What you have to do:
The full set of entries has to be output exactly.

Data:
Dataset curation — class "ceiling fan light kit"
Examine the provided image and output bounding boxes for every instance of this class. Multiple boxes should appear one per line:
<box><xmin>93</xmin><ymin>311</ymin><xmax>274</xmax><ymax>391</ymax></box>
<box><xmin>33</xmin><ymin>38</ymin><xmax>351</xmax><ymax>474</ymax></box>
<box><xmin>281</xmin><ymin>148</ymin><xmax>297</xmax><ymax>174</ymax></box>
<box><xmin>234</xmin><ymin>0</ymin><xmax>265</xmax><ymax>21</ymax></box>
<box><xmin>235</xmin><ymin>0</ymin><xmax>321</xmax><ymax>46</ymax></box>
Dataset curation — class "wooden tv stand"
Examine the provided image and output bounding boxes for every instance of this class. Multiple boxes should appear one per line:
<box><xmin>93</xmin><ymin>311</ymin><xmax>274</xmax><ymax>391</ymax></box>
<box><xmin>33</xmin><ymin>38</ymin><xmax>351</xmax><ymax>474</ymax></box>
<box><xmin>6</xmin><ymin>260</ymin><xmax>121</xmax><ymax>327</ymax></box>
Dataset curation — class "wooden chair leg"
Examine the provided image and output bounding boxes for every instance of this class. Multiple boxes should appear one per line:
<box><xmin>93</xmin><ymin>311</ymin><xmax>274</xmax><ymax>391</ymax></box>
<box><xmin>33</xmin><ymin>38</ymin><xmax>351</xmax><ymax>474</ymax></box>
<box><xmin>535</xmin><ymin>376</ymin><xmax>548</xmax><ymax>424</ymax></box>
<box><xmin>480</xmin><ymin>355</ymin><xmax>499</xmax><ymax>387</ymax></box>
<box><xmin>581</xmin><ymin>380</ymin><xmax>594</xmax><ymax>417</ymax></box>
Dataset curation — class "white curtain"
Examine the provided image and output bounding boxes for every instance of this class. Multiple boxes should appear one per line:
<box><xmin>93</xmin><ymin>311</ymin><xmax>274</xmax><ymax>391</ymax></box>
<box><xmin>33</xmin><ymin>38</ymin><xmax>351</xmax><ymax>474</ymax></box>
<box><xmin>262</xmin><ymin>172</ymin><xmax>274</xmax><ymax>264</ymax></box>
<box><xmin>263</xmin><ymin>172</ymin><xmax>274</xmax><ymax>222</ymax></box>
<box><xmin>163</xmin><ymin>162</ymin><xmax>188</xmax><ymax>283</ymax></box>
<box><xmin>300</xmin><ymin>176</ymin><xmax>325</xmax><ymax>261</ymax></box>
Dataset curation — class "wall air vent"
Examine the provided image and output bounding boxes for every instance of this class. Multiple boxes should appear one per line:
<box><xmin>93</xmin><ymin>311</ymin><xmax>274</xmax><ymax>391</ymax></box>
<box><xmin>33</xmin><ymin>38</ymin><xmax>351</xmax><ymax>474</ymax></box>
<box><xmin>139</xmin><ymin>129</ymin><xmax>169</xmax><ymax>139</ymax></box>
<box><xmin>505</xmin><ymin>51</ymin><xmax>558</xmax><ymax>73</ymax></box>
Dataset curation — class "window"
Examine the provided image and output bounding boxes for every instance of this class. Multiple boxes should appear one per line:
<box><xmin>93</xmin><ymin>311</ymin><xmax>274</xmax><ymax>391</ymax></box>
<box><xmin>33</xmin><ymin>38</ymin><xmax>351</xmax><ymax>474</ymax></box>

Response box:
Dataset curation — class "ceiling fan light kit"
Examine the provided image and output bounding boxes for every instance of this class. Multiple boxes should appear one per line:
<box><xmin>93</xmin><ymin>311</ymin><xmax>274</xmax><ymax>391</ymax></box>
<box><xmin>33</xmin><ymin>38</ymin><xmax>351</xmax><ymax>474</ymax></box>
<box><xmin>281</xmin><ymin>148</ymin><xmax>297</xmax><ymax>174</ymax></box>
<box><xmin>234</xmin><ymin>0</ymin><xmax>265</xmax><ymax>21</ymax></box>
<box><xmin>235</xmin><ymin>0</ymin><xmax>321</xmax><ymax>46</ymax></box>
Dataset curation — class "wooden tv stand"
Examine the provided image and output bounding boxes for every instance of this class. Multiple boxes should appear one per line:
<box><xmin>93</xmin><ymin>311</ymin><xmax>274</xmax><ymax>391</ymax></box>
<box><xmin>33</xmin><ymin>38</ymin><xmax>351</xmax><ymax>474</ymax></box>
<box><xmin>6</xmin><ymin>260</ymin><xmax>121</xmax><ymax>327</ymax></box>
Dataset curation — class "wooden chair leg"
Examine the provided image and output bounding boxes for every instance of this class. Multiple boxes should appear one per line:
<box><xmin>93</xmin><ymin>311</ymin><xmax>274</xmax><ymax>391</ymax></box>
<box><xmin>33</xmin><ymin>38</ymin><xmax>351</xmax><ymax>474</ymax></box>
<box><xmin>535</xmin><ymin>376</ymin><xmax>548</xmax><ymax>424</ymax></box>
<box><xmin>480</xmin><ymin>355</ymin><xmax>499</xmax><ymax>387</ymax></box>
<box><xmin>581</xmin><ymin>380</ymin><xmax>594</xmax><ymax>417</ymax></box>
Dataset curation — class "white curtain"
Examine the provided image and output bounding boxes for every instance of this class. Multiple boxes should appear one per line:
<box><xmin>93</xmin><ymin>311</ymin><xmax>274</xmax><ymax>391</ymax></box>
<box><xmin>33</xmin><ymin>38</ymin><xmax>351</xmax><ymax>474</ymax></box>
<box><xmin>262</xmin><ymin>172</ymin><xmax>274</xmax><ymax>264</ymax></box>
<box><xmin>263</xmin><ymin>172</ymin><xmax>274</xmax><ymax>222</ymax></box>
<box><xmin>163</xmin><ymin>162</ymin><xmax>188</xmax><ymax>283</ymax></box>
<box><xmin>300</xmin><ymin>176</ymin><xmax>325</xmax><ymax>261</ymax></box>
Dataset curation — class "wall air vent"
Examine the provided image and output bounding boxes for every instance of this class. Multiple boxes should appear one per line:
<box><xmin>93</xmin><ymin>311</ymin><xmax>274</xmax><ymax>391</ymax></box>
<box><xmin>33</xmin><ymin>38</ymin><xmax>351</xmax><ymax>474</ymax></box>
<box><xmin>139</xmin><ymin>129</ymin><xmax>169</xmax><ymax>139</ymax></box>
<box><xmin>505</xmin><ymin>51</ymin><xmax>558</xmax><ymax>73</ymax></box>
Dataset curation — class "window"
Examine the provided image and output bounding boxes for every instance of this class. Multiple boxes should appear one per line:
<box><xmin>93</xmin><ymin>311</ymin><xmax>274</xmax><ymax>391</ymax></box>
<box><xmin>33</xmin><ymin>38</ymin><xmax>351</xmax><ymax>474</ymax></box>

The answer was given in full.